Exercise objective:
The records that follow should be copied out exactly, pictures excluded.

Data supplied:
########################################

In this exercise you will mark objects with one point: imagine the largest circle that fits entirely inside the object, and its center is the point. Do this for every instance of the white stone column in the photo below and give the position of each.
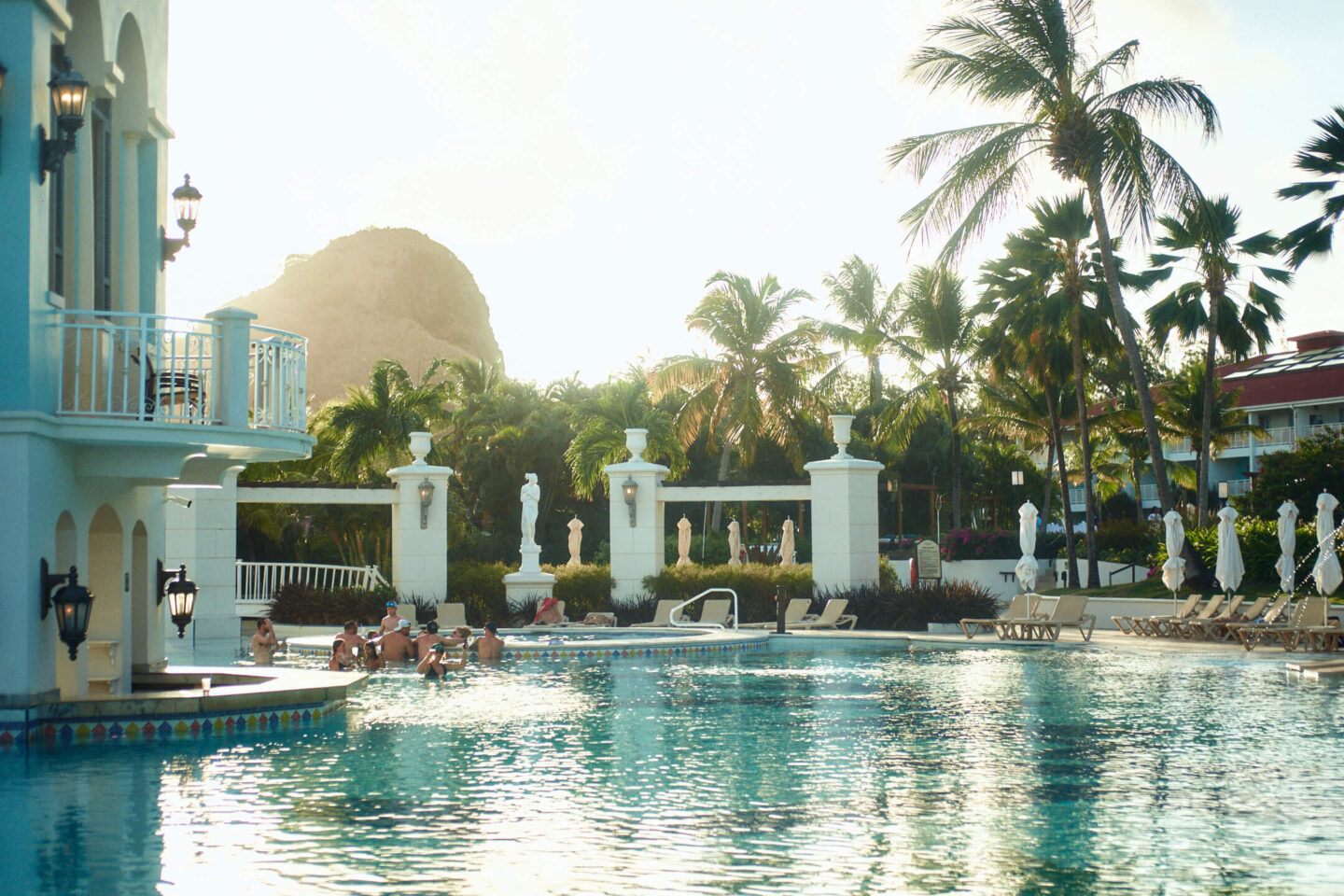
(420, 531)
(845, 516)
(204, 536)
(636, 540)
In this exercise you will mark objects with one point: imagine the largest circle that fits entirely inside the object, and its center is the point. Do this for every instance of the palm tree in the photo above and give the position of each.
(756, 387)
(599, 424)
(868, 320)
(1322, 158)
(1206, 232)
(375, 422)
(1029, 55)
(1183, 414)
(940, 337)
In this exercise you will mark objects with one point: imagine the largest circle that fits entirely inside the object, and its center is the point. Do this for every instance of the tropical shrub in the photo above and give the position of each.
(890, 608)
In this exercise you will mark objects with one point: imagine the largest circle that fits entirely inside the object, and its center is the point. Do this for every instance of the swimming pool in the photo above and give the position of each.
(756, 773)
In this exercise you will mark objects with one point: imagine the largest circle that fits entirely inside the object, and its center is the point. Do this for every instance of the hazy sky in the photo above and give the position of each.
(595, 162)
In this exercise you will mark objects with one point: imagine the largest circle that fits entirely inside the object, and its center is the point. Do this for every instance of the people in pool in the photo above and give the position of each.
(489, 645)
(397, 645)
(342, 657)
(263, 642)
(393, 620)
(434, 664)
(427, 638)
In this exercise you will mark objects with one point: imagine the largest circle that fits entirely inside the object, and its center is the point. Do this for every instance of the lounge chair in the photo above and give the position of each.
(1191, 627)
(1216, 629)
(1160, 626)
(451, 615)
(793, 613)
(1066, 613)
(1140, 624)
(1020, 608)
(831, 617)
(662, 615)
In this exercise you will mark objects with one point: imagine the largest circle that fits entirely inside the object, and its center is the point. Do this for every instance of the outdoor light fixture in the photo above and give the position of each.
(69, 95)
(629, 488)
(182, 598)
(427, 491)
(186, 199)
(72, 602)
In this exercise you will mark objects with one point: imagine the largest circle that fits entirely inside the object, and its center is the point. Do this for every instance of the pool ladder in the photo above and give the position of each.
(674, 618)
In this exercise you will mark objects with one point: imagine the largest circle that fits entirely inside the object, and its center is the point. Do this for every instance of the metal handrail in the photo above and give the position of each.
(677, 611)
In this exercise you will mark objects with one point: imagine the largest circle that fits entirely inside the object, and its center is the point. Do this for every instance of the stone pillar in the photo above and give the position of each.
(204, 536)
(636, 540)
(420, 529)
(845, 516)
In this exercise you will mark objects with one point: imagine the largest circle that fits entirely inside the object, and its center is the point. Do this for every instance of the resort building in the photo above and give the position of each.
(106, 398)
(1291, 395)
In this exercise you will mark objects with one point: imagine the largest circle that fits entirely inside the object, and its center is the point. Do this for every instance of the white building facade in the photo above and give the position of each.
(105, 399)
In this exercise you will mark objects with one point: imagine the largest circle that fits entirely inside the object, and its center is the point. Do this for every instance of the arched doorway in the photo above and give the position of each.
(105, 649)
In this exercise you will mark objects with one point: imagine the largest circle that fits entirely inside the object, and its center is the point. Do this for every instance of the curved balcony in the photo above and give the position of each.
(156, 370)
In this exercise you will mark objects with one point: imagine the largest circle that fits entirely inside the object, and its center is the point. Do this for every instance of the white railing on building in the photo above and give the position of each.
(261, 581)
(174, 370)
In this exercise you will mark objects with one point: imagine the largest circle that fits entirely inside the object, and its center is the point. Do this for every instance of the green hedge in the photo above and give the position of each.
(1260, 547)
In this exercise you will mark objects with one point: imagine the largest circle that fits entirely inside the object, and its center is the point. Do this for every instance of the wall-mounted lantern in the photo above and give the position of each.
(182, 598)
(72, 602)
(631, 488)
(186, 201)
(427, 491)
(69, 97)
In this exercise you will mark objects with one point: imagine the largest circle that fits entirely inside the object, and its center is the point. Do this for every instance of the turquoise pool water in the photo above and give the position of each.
(979, 773)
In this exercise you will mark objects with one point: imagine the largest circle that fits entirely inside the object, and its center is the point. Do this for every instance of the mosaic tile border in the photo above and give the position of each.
(161, 727)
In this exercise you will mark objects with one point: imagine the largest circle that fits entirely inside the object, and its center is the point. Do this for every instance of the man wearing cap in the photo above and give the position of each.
(397, 645)
(391, 623)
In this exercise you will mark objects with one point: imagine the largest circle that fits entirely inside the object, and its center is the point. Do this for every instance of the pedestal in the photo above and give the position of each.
(528, 583)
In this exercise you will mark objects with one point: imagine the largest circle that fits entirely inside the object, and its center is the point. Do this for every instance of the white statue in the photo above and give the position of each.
(734, 544)
(683, 541)
(576, 540)
(787, 543)
(531, 496)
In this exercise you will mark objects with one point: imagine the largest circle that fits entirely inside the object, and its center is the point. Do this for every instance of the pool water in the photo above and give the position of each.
(979, 773)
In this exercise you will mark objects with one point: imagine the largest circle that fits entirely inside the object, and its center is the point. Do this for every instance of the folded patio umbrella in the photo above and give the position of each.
(1327, 569)
(1026, 567)
(1288, 546)
(1173, 571)
(1228, 569)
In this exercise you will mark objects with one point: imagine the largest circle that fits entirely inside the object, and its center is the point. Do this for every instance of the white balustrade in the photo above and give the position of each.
(153, 369)
(261, 581)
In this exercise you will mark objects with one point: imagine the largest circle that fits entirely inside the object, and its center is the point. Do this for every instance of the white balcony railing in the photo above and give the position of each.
(171, 370)
(261, 581)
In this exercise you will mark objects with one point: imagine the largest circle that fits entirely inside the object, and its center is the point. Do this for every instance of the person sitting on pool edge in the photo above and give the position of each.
(489, 645)
(391, 621)
(397, 645)
(342, 658)
(434, 665)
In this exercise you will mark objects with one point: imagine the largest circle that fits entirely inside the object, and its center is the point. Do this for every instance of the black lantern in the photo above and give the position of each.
(427, 491)
(182, 599)
(72, 602)
(186, 201)
(631, 488)
(69, 97)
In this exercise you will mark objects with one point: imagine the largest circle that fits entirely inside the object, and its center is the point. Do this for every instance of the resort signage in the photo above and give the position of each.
(928, 560)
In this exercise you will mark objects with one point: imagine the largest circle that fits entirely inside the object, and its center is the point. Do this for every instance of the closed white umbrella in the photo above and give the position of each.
(1288, 546)
(1327, 569)
(1173, 571)
(1026, 567)
(1228, 569)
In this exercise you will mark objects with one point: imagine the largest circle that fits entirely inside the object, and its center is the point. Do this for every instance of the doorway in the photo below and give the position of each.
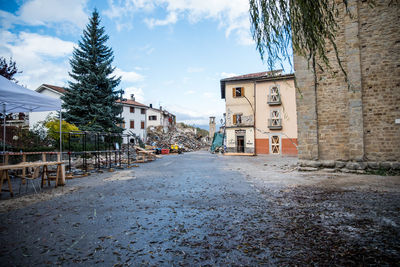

########################################

Written response:
In this exercise you will mark objects with one point: imagine the largest circle that fits entirely inside the object, and its center is the point. Do this for every instance of the white stone column in the photo below and give the position of each.
(420, 531)
(845, 516)
(204, 536)
(636, 540)
In this exercise you will mark objects with one point: imagine the largest circle that fits entirely inside the object, and its center is the point. Do this for every instance of the palm tree in the photo above and give the position of each.
(756, 387)
(599, 424)
(868, 320)
(1322, 158)
(1206, 232)
(375, 422)
(1029, 55)
(1183, 414)
(940, 337)
In this exercise you will mark objects with one point: imagine the largest circle that fits entirely inside the object, and its center is the point. Do this for every instance of the tropical shrub in the photo above and give the position of each.
(890, 608)
In this exercise you will mark objects with one point: imagine the largest circle that fits entirely inside the object, and its center is the point. Do this for every instance of the swimming pool in the photo above and give the position of each.
(756, 773)
In this exercise you will mark objects with one point: imagine the largest circle that fits entirely inside the object, and its center is the point. Do this for every instance of the hazy sky in the photo above and give the position of each.
(595, 162)
In this exercise you will mark objects with one point: imagine the largest circle that fits entirely inside the object, and its center is the point. Do this for every instance of the people in pool in the photo above and give the position of each.
(489, 645)
(397, 645)
(342, 657)
(263, 642)
(393, 620)
(434, 664)
(427, 638)
In this exercise you will mark objects with one point: imagine the largest circle that fits entirely inside the object, and its center is the point. Do this for every instance of the lounge chair in the photo above and give the position of each.
(1191, 627)
(1216, 629)
(1160, 626)
(451, 615)
(793, 613)
(1066, 613)
(1140, 624)
(1020, 608)
(831, 617)
(662, 615)
In this exercise you will mark objects with one point: imagine the largest circle that fits entirely inside the object, and its center is the point. Do this for every instance of the outdoor light fixture in the photo above and give the position of each.
(69, 95)
(629, 488)
(182, 598)
(427, 491)
(186, 199)
(72, 602)
In this exercise you will mark objects with one point: imagine the largest circle that fits entirely inside the object, and its center is the point. Do this for every instance of the pool ladder in the photo above and give the position of each.
(674, 618)
In this exercise you will mark objects with one point: imagine the largest circle that fits entirely inside the object, and its center is the point. Do this for every instance of the metal handrail in the photo above and give the position of each.
(677, 611)
In this exercise you will mark objects with one point: imagine the largest circle that fits entirely inside the object, and its center is the point. Do this for every instance of the stone pillar in the photo above and give the position of each.
(204, 536)
(636, 540)
(420, 529)
(845, 516)
In this exercise you will mark objects with one point: imagine the largest circle that fits entirely inside the object, and its center is the point. Do this for every instance of the resort building in the photo above and give the position of each.
(106, 398)
(1291, 395)
In this exercise you will mark objects with one point: imagine the largest circle that fits entirely inside the object, and its center is the point. Do this for every instance of the white building facade in the photo above and give the position of each.
(105, 399)
In this exercise you will mark objects with one point: imagine the largest circle that fits entirely inside the object, and its center is the point. Do this for every instance of the arched doorway in the photo above and give the position of each.
(105, 649)
In this exercise you will mark objects with one point: imagine the largest circle that fits entirely inside the object, and its center is the point. Do this for every instance of the curved balcony in the photo above and give the position of each.
(156, 370)
In this exercise you will mark objects with one point: imagine the largest circle that fits entirely inside the object, and its center is the point. Do this for every instance of the white railing on building in the photo above and give the position of each.
(261, 581)
(174, 370)
In this exercise you will mark objects with one point: imagine the largest circle that fits entirely inside the object, and its center is the point. Do this for every instance of the green hedge in the photo above and give the position of each.
(1260, 547)
In this exercise you will mark objects with one point: imagine the largest circle that fits entirely inside the object, and its center is the point. Do this for every instance of the wall-mounted lantern in the photo above and give the position of each.
(182, 598)
(72, 602)
(631, 488)
(186, 201)
(427, 491)
(69, 97)
In this exercise you will mark objects with one point: imagine the largest circle that fits entirely inside the object, and its center is the point. Do this for every instance of the turquoise pool water in the photo above and give the position of each.
(979, 773)
In this exercise you will mark objects with one point: imagine the largest circle that fits entirely inside the object, and its center is the point. Do this for every instance of the mosaic tile border in the photo above and give the position of each.
(161, 727)
In this exercise you will mark objects with one point: imagine the largest circle that fits entirely inside the object, and its center is the point. Do this for every instance of the man wearing cap in the photo above and give the position of each.
(397, 645)
(391, 623)
In this exercise you will mark objects with one point: imagine the largest circle that fits entirely inside the object, and its center is the point. Do this for every instance of the pedestal in the photo above and give the position of each.
(528, 583)
In this exercise you will mark objects with one point: imagine the largest circle that fits entirely inside the object, and its center is the point. Do this for every instance of the white statue in the photo above and give the position of each.
(734, 544)
(683, 541)
(576, 540)
(787, 543)
(531, 496)
In this exercise you will mark objects with one point: imagine the largest circle that fits entirely inside the object, and its center is the point. Do this for every instance of the pool water in the photo above and give the position of each.
(979, 773)
In this exercise you will mark objects with one point: imagine the largest circle that fits entirely inside the object, and its center is the point. Do this for every instance of the folded patio umbrella in the photo above and give the position of each.
(1327, 569)
(1026, 567)
(1288, 546)
(1173, 571)
(1228, 569)
In this exercise you will mark objects with one point: imagine the largest circle that fits entirely inside the object, and its center is the point. Do this for every instance of the white balustrade in the photo above and give the position of each.
(153, 369)
(261, 581)
In this exercise you will mark objects with one point: imagine the largest circle that fits entirely inside the object, and its center is the point. Do this for every instance of the white balcony railing in the photo above and give the position of each.
(171, 370)
(261, 581)
In this exercise you will mark objects with one point: imagine the largest circle that fits entirely inside the object, and its center is the point. Do this for every instance of the person sitting on pool edge in the photo above and give the position of each.
(489, 645)
(391, 621)
(397, 645)
(342, 658)
(434, 665)
In this exercise you will mark objects with one point: imagine the largest circle that fits entirely inside the object, and its center is the point. Do this for every instance of the black lantern in the photo above and give the position of each.
(427, 491)
(182, 599)
(72, 602)
(186, 201)
(631, 488)
(69, 97)
In this exercise you will mark objects with one point: imagine the largest circle that fits entirely inside the object, and its center is the point. Do this for every instance of the resort signage in the photo above and give the position of each.
(928, 560)
In this exercise you will mark objects with one point: imagine the largest circle that fits entirely inside the object, and its center is the point. Do this for every instance of the closed white umbrella in the photo above and give the position of each.
(1288, 546)
(1327, 569)
(1173, 571)
(1026, 567)
(1228, 569)
In this exercise you will mark objects with one point: imagine the largest circle that fits entirely inside the object, and its center is the point. Do this for every instance of the doorway in the photo below and give the position of each.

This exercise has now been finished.